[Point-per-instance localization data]
┏━━

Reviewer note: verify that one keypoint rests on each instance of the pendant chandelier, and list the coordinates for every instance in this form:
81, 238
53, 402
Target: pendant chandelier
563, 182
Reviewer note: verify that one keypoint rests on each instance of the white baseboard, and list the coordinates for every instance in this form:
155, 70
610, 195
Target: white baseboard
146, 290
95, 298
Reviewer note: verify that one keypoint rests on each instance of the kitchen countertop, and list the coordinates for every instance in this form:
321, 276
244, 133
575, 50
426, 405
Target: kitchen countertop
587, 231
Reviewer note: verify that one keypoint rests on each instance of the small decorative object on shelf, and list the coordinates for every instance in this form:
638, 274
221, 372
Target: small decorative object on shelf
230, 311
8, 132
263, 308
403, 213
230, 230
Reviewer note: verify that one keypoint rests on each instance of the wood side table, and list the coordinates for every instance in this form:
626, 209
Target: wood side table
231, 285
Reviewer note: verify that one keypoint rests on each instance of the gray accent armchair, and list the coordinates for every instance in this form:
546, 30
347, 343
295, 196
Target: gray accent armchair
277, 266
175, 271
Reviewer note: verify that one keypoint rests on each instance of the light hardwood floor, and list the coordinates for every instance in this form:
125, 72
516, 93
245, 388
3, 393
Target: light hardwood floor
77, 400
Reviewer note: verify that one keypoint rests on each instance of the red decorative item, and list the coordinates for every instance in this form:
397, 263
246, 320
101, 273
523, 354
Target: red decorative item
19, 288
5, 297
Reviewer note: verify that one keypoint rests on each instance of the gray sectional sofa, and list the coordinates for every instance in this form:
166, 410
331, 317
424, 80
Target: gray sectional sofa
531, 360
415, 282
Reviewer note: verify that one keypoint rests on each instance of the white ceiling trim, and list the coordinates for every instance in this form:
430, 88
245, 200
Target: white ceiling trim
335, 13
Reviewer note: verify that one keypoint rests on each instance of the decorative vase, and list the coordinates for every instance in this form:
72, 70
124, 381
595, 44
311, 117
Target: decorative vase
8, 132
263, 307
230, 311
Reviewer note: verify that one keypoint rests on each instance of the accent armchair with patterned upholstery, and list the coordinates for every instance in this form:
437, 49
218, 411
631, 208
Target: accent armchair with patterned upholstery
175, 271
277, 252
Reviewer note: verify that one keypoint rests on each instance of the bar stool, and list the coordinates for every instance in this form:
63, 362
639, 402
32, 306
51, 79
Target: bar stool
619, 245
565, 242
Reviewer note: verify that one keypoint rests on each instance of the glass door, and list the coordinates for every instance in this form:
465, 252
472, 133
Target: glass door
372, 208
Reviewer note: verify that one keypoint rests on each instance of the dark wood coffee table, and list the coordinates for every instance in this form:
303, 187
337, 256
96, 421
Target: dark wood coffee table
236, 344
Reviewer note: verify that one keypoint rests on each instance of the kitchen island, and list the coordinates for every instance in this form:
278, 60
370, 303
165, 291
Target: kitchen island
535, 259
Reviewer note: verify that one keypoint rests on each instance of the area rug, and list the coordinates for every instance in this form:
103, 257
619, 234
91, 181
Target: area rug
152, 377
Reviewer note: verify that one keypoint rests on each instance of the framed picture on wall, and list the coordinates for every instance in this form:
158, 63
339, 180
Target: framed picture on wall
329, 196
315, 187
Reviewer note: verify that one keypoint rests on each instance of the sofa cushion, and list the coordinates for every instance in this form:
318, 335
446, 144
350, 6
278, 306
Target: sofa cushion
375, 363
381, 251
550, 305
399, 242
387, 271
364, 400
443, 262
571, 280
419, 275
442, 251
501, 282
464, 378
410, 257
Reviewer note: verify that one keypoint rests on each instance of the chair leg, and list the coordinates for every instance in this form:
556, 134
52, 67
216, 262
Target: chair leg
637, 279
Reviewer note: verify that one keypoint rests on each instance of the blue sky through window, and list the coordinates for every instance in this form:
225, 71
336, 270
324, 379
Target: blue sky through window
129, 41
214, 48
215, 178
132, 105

┗━━

• _Task description_
An exact copy of every entry above is the expected answer.

• _Your response_
Reviewer note: verify that one keypoint rests on each instance of the pendant chandelier, and list the coordinates for every instance in this form:
81, 238
53, 402
Target: pendant chandelier
563, 182
Reviewer note: verify that one keypoint rests on each instance of the white baseboard, and list the coordinates for every instance in this form:
155, 70
610, 195
Target: white baseboard
146, 290
95, 298
Reviewer note: verify that one keypoint rests on each instance of the kitchen countertop, and list the coordinates for every instance in this form:
321, 276
244, 133
575, 50
426, 405
Target: kitchen countertop
587, 231
Reviewer note: verify that one keypoint rests on each instance of the small decorative object on shelf, and list the coordinates for every instance in this form:
638, 274
221, 372
Target: small decorative object on shelf
230, 311
8, 132
263, 308
403, 213
230, 230
Reviewer note: verify that one keypoint rests on each instance of the wood side table, and list the coordinates for every instance in this form:
626, 209
Target: wood side table
231, 285
Reviewer note: verify that one keypoint rests on each instance of the gray accent armchair, and list the coordinates for every instance in this form:
546, 30
347, 343
295, 196
Target: gray accent armchair
277, 266
175, 271
Reviewer note: verify that one keypoint rests on each instance of the light hardwood floor, and list the coordinates for every instance in this form:
125, 72
516, 93
245, 388
3, 393
Target: light hardwood floor
77, 400
Reviewer note: verify that one keypoint rests on each instance of the red decorative item, and list the coordinates for every instance in this form:
397, 263
246, 320
101, 273
523, 354
Target: red decorative item
19, 288
5, 297
Reviewer note: verify that one keypoint rests on each instance of the gray sectional sofa, and list the coordinates for every instance in this form:
166, 410
331, 317
424, 80
Target: gray sectional sofa
531, 360
415, 282
Reviewer note: verify that one keypoint rests on each instance of the white ceiling trim, and list the coordinates for every instance in this form:
430, 88
245, 200
Target: white ceiling trim
335, 13
Reviewer note: verify that one keypoint rests on each instance of the decorative vase, and list the coordinates for every instance in this form:
72, 70
124, 381
595, 44
311, 117
Target: decorative vase
8, 132
263, 307
230, 311
Reviewer note: verify that one keypoint rests on each instance of the accent armchair with patterned upholstery, and list the coordinates for every instance in this form:
437, 49
218, 411
631, 208
Target: accent armchair with patterned upholstery
175, 271
277, 252
Reviewer note: verify that one keypoint rests on each instance of the bar stool, and list the coordinates for every instance in this form:
63, 362
639, 402
32, 306
51, 79
Target: bar stool
619, 245
565, 242
Reviewer note: verify that one keypoint rests on each instance of the glass door, and list the coordinates for every instance in this form:
465, 252
472, 133
Target: glass door
372, 208
Reviewer note: verify that one keypoint rests on each instance of the dark wood coffee table, and list the coordinates for every instance in this form:
303, 187
337, 256
96, 421
Target: dark wood coffee table
236, 344
Reviewer note: verify that one keypoint rests on each instance of the kitchen island, and list the coordinates for every instance in this form:
278, 60
370, 303
165, 291
Target: kitchen island
535, 259
Reviewer note: verify that one keypoint rests on each instance of the area rug, and list the coordinates for every instance in this form:
103, 257
619, 234
91, 181
Target: area rug
152, 377
Reviewer note: verify that one keypoint rests on each instance of the framed picture on wall, and list the coordinates for every instance in this form:
158, 63
339, 180
Target: framed picture on wall
329, 196
315, 187
Reviewer note: verify that one keypoint rests on each instance of the sofa cushion, and list the coordinates for every instance in this form:
318, 335
446, 144
350, 6
278, 306
Target: sofa cushion
375, 363
381, 251
550, 305
399, 242
387, 271
364, 400
443, 262
571, 280
419, 275
442, 251
501, 282
464, 378
410, 257
Reviewer note: verify that one keypoint rests on each instance of the chair leg, and list the coordinates for every instance in this form:
556, 134
52, 67
216, 262
Target: chair leg
637, 279
Reviewer note: verify that one keypoint rests on each instance of the blue sky through window, and list the coordinates for every instance in this form:
225, 71
336, 270
324, 379
Target: blue sky through window
129, 41
214, 48
215, 178
132, 105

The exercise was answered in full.